:: WHAT IS ASKED ::
Please render every line of the rows below as a Markdown table with the columns "No" and "Line". Give each line its number, and leave out blank lines.
— Start RAW DATA —
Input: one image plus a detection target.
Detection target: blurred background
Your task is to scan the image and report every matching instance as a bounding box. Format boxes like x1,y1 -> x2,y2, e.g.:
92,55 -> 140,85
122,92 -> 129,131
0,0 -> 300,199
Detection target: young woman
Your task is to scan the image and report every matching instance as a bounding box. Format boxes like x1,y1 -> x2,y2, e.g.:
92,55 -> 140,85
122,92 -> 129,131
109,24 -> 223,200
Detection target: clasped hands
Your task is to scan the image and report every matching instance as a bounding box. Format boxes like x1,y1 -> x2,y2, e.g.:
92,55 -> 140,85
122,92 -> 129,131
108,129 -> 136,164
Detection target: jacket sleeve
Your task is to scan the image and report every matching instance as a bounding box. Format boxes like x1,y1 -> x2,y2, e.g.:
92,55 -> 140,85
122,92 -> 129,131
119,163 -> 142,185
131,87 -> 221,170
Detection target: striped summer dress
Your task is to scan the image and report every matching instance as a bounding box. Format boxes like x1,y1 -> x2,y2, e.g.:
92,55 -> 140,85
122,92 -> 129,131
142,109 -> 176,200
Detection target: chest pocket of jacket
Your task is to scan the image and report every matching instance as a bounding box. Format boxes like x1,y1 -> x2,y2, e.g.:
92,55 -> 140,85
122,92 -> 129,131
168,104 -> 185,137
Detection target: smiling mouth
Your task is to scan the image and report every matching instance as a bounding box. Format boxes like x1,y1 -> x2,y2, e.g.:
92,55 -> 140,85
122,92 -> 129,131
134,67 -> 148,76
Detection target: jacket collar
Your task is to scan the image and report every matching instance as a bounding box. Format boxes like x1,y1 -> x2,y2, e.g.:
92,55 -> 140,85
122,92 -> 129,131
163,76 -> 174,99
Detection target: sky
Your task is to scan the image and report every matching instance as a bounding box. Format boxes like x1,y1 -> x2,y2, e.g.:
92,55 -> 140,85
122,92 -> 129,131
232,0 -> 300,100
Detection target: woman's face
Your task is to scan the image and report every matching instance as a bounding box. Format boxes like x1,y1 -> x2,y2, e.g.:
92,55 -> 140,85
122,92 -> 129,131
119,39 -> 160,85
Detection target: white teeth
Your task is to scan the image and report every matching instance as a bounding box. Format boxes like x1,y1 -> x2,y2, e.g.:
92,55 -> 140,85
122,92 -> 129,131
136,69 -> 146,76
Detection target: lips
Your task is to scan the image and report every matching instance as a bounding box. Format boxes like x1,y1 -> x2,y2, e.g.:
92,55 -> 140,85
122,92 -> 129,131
— End RAW DATA —
:: TASK RESULT ::
| No | Line |
|---|---|
| 1 | Input: one image plus a detection target. |
| 2 | Detection target: blurred background |
| 3 | Your task is to scan the image and report every matching instance as a bounding box. Format boxes like x1,y1 -> x2,y2, e.g.: |
| 4 | 92,55 -> 140,85 |
| 5 | 122,92 -> 129,131 |
| 6 | 0,0 -> 300,199 |
| 7 | Detection target: young woman |
| 8 | Your task is to scan the image and report every matching instance as a bounding box. Format boxes like x1,y1 -> x2,y2, e.g.: |
| 9 | 92,55 -> 140,85 |
| 10 | 122,92 -> 129,131 |
| 11 | 109,24 -> 223,200 |
| 12 | Detection target: clasped hands |
| 13 | Your task is to scan the image and report every matching instance as a bounding box. Format boxes like x1,y1 -> x2,y2, e.g.: |
| 14 | 92,55 -> 140,85 |
| 15 | 122,92 -> 129,131 |
| 16 | 108,129 -> 136,164 |
| 17 | Detection target: jacket sleeve |
| 18 | Your task is to scan the image and report every matching instance as a bounding box. Format boxes like x1,y1 -> x2,y2, e.g.: |
| 19 | 92,55 -> 140,85 |
| 20 | 122,92 -> 129,131 |
| 21 | 119,163 -> 142,185 |
| 22 | 131,87 -> 221,170 |
| 23 | Detection target: striped summer dress |
| 24 | Your task is to scan the image and report every matching instance as a bounding box. Format boxes like x1,y1 -> x2,y2, e.g.: |
| 25 | 92,55 -> 140,85 |
| 26 | 122,92 -> 129,131 |
| 27 | 142,109 -> 176,200 |
| 28 | Detection target: chest pocket of jacket |
| 29 | Your task is to scan the image and report every matching instance as a bounding box. Format boxes like x1,y1 -> x2,y2, e.g.: |
| 30 | 92,55 -> 140,85 |
| 31 | 122,92 -> 129,131 |
| 32 | 168,104 -> 185,137 |
| 33 | Detection target: smiling mouth |
| 34 | Your task is to scan the image and report every matching instance as a bounding box. Format boxes like x1,y1 -> x2,y2, e.g.: |
| 35 | 92,55 -> 140,85 |
| 36 | 122,92 -> 129,131 |
| 37 | 134,67 -> 148,76 |
| 38 | Detection target: jacket collar |
| 39 | Your task is to scan the image and report every matching instance as a bounding box. Format boxes like x1,y1 -> x2,y2, e.g.: |
| 40 | 92,55 -> 140,85 |
| 41 | 122,92 -> 129,131 |
| 42 | 163,76 -> 174,99 |
| 43 | Detection target: sky |
| 44 | Your task is to scan the image and report every matching instance as a bounding box. Format boxes like x1,y1 -> x2,y2, e.g.: |
| 45 | 92,55 -> 140,85 |
| 46 | 122,92 -> 129,131 |
| 47 | 232,0 -> 300,100 |
| 48 | Detection target: woman's face |
| 49 | Your task is to scan the image and report every matching instance as a bounding box. Format boxes like x1,y1 -> x2,y2, e.g.: |
| 50 | 92,55 -> 140,85 |
| 51 | 122,92 -> 129,131 |
| 52 | 119,39 -> 160,85 |
| 53 | Detection target: white teeth |
| 54 | Your task is to scan the image and report every matching instance as a bounding box. Format boxes like x1,y1 -> x2,y2, e.g.: |
| 55 | 92,55 -> 140,85 |
| 56 | 122,92 -> 129,131 |
| 57 | 136,69 -> 146,76 |
| 58 | Detection target: lips |
| 59 | Your task is to scan the image and report every matching instance as a bounding box. Format boxes like x1,y1 -> x2,y2, e.g.: |
| 60 | 92,55 -> 140,85 |
| 61 | 122,92 -> 129,131 |